[Entries provided — start]
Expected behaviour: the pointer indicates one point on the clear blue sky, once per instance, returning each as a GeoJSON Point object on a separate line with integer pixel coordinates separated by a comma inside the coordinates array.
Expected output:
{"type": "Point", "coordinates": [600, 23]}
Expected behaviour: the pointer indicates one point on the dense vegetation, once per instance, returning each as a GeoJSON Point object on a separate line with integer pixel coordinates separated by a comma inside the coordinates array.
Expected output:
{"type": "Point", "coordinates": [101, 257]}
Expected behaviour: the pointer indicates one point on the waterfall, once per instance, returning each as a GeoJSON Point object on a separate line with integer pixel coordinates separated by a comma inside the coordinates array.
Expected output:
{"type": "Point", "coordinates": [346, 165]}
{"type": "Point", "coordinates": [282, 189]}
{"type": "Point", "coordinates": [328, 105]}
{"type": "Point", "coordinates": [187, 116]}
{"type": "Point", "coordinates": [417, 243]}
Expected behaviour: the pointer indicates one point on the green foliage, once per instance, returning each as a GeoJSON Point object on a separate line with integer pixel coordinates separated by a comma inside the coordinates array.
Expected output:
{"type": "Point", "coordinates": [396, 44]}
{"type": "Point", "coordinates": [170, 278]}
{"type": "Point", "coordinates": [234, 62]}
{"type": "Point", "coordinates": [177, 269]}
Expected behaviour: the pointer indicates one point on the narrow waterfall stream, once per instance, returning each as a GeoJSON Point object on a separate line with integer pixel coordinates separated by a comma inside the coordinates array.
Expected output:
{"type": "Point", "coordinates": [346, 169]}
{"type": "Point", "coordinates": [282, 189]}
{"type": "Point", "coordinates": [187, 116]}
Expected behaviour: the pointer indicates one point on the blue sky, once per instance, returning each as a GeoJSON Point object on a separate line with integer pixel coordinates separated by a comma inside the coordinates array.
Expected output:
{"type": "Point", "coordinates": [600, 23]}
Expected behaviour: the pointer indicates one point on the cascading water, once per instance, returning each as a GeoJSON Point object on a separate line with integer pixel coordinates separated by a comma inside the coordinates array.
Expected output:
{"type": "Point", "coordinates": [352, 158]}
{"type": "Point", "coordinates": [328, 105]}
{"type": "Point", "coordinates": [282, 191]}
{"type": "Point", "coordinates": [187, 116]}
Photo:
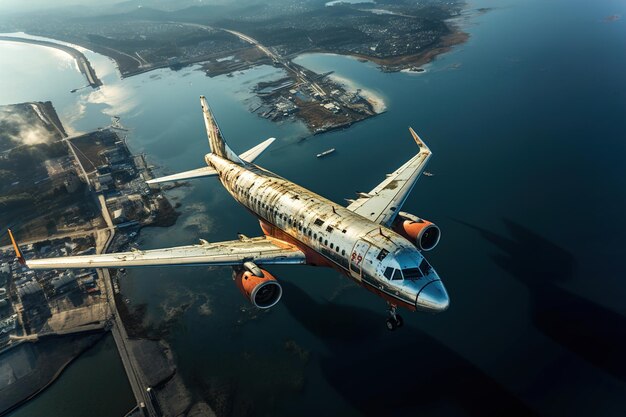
[Entries provided — finish]
Please print each entry exactly as it stands, without the pictures.

■ **Problem solution**:
Expected behaviour: the pointer indicates one point on the clear blue sky, once per instance, returning each as a GeoJSON Point object on a separate line with integer pixel coordinates separated by a comma inside the coordinates array.
Expected output:
{"type": "Point", "coordinates": [600, 23]}
Expected behaviour: the pointer indicates one point on the dense vegetation, once per instance, returning each as a GeoJSON Point object on a separate line with integer pixel coordinates separated by a comma inside the coordinates array.
Expected output:
{"type": "Point", "coordinates": [101, 257]}
Expected behaviour: the pointer indicates one point on the waterfall, once per instance, returning each as a GeoJSON Point object on a separate line with integer pixel coordinates separated by a comma inside the coordinates array.
Expected output:
{"type": "Point", "coordinates": [346, 165]}
{"type": "Point", "coordinates": [282, 189]}
{"type": "Point", "coordinates": [328, 105]}
{"type": "Point", "coordinates": [187, 116]}
{"type": "Point", "coordinates": [417, 243]}
Expected behaviour: the pointer indicates one point on the green foliage, once per instance, returning each as a GeoJSON Point object on a separate line with integer pixel coordinates separated by a comma inside the coordinates array.
Expected output:
{"type": "Point", "coordinates": [396, 44]}
{"type": "Point", "coordinates": [170, 278]}
{"type": "Point", "coordinates": [234, 62]}
{"type": "Point", "coordinates": [177, 269]}
Expected behaviour: the pointer indicates one point on the narrow waterfall stream, once per instance, returning each as a GeoJSON Point object on a separate line with integer pixel coordinates separated by a comma inside the coordinates array.
Expected output:
{"type": "Point", "coordinates": [346, 169]}
{"type": "Point", "coordinates": [282, 189]}
{"type": "Point", "coordinates": [187, 116]}
Expected behaviour: the pointer indicates one point on the blue sky, once per instance, returning each as a GeoJSON Point object on a separate line with integer pixel coordinates separated by a comma inside the coordinates array.
Expected output:
{"type": "Point", "coordinates": [600, 23]}
Expected behaviour: the pointer indicates one point on the cascading water, once per instance, returning each as a GeoJSON Point object on a separate line with integer pixel coordinates separated by a comma inside the coordinates array.
Expected output:
{"type": "Point", "coordinates": [352, 158]}
{"type": "Point", "coordinates": [328, 105]}
{"type": "Point", "coordinates": [282, 191]}
{"type": "Point", "coordinates": [187, 116]}
Photo:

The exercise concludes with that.